> **CONSIGNE ÉCRITE 1**:
Reproduisez fidèlement, dans le texte sur les fonds ELTIF, tout le passage qui va de « Cependant, il y » jusqu'à « ce cadre rigide. ».

> **EXTRAIT ÉTUDIÉ**:
Alors que le lancement tant attendu du nouveau régime de l’UE pour les fonds européens d’investissement à long terme (ELTIF) est presque une réalité, un brouillard d’incertitude juridique plane toujours sur le marché. La tension monte.
Avant même que la Commission européenne n’ait approuvé la version finale des normes réglementaires, les régulateurs européens travaillent activement à l’approbation d’un grand nombre de demandes d’agrément ELTIF 2.0. Les gestionnaires de fonds sont sur le qui-vive, prêts à adapter à tout moment leurs stratégies au cadre réglementaire imminent.
Avec la proposition de l’autorité européenne des marchés financiers (AEMF) d’introduire une période de préavis obligatoire de 12 mois pour le rachat des parts ou actions d’ELTIF, qui rompt avec les modèles d’investissement traditionnels, ces fonds ELTIF 2.0 pourraient révolutionner l’engagement des investisseurs sur les marchés privés. Cette approche unique s’applique à divers investissements ELTIF semi-liquides et ouverts.
Cependant, il y a un hic. Les gestionnaires de fonds pourraient avoir la latitude de raccourcir cette période s’ils détiennent suffisamment d’investissements liquides. Jusqu’à 40 % des actifs liquides dans un fonds pourraient ouvrir la voie à une période de préavis raccourcie de trois mois, ajoutant ainsi une dose de flexibilité à ce cadre rigide.

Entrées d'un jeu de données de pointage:
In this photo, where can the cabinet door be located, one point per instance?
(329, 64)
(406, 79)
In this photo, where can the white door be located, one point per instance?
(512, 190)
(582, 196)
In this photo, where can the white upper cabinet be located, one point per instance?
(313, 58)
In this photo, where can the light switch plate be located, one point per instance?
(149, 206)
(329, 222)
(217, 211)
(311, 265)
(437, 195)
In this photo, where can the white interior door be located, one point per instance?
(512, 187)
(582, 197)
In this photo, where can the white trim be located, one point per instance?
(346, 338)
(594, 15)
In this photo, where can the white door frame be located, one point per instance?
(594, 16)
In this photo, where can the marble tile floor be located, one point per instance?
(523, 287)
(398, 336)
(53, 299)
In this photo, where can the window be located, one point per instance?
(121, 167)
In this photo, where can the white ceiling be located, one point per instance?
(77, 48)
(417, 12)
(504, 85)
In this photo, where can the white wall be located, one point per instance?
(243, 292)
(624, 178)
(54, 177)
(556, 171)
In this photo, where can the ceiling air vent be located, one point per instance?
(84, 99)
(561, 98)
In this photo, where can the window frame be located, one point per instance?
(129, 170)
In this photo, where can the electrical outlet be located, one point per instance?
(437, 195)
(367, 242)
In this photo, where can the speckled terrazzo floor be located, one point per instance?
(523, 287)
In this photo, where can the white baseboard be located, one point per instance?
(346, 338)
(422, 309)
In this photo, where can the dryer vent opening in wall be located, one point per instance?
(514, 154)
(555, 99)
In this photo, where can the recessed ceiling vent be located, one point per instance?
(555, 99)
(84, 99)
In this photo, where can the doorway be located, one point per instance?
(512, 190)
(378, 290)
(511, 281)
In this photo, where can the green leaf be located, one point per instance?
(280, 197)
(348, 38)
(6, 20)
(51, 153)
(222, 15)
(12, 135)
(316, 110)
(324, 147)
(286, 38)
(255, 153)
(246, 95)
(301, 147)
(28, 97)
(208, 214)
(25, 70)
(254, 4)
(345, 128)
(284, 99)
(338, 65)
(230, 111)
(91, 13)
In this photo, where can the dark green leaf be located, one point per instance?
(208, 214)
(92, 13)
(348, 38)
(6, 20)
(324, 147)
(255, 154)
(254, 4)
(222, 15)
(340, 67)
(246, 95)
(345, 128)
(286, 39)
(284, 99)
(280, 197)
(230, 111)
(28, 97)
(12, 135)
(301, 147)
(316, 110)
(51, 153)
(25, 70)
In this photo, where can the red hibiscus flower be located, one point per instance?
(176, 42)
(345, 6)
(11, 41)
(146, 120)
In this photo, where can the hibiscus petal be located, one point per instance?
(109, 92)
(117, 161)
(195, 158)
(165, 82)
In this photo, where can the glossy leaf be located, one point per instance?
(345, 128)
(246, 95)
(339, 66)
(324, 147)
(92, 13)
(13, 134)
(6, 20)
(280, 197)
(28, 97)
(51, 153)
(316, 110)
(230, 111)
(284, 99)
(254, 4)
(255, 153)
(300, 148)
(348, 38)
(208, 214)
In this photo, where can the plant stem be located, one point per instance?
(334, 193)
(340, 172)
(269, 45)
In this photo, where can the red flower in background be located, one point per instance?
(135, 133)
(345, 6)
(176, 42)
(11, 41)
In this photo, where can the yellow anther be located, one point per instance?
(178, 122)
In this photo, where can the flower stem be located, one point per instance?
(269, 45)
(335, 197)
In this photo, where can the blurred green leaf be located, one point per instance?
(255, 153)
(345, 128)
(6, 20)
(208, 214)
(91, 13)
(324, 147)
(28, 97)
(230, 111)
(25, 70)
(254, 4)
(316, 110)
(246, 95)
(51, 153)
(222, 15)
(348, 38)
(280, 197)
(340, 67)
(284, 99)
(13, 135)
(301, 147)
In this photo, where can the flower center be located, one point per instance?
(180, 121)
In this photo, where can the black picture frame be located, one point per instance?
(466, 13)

> **CONSIGNE ÉCRITE 2**:
Relevez chaque ligne de la liste où figure le mot « floor ». La distinction entre majuscules et minuscules compte.

> **CORRIGÉ 1**:
Cependant, il y a un hic. Les gestionnaires de fonds pourraient avoir la latitude de raccourcir cette période s’ils détiennent suffisamment d’investissements liquides. Jusqu’à 40 % des actifs liquides dans un fonds pourraient ouvrir la voie à une période de préavis raccourcie de trois mois, ajoutant ainsi une dose de flexibilité à ce cadre rigide.

> **CORRIGÉ 2**:
In this photo, where can the marble tile floor be located, one point per instance?
In this photo, where can the speckled terrazzo floor be located, one point per instance?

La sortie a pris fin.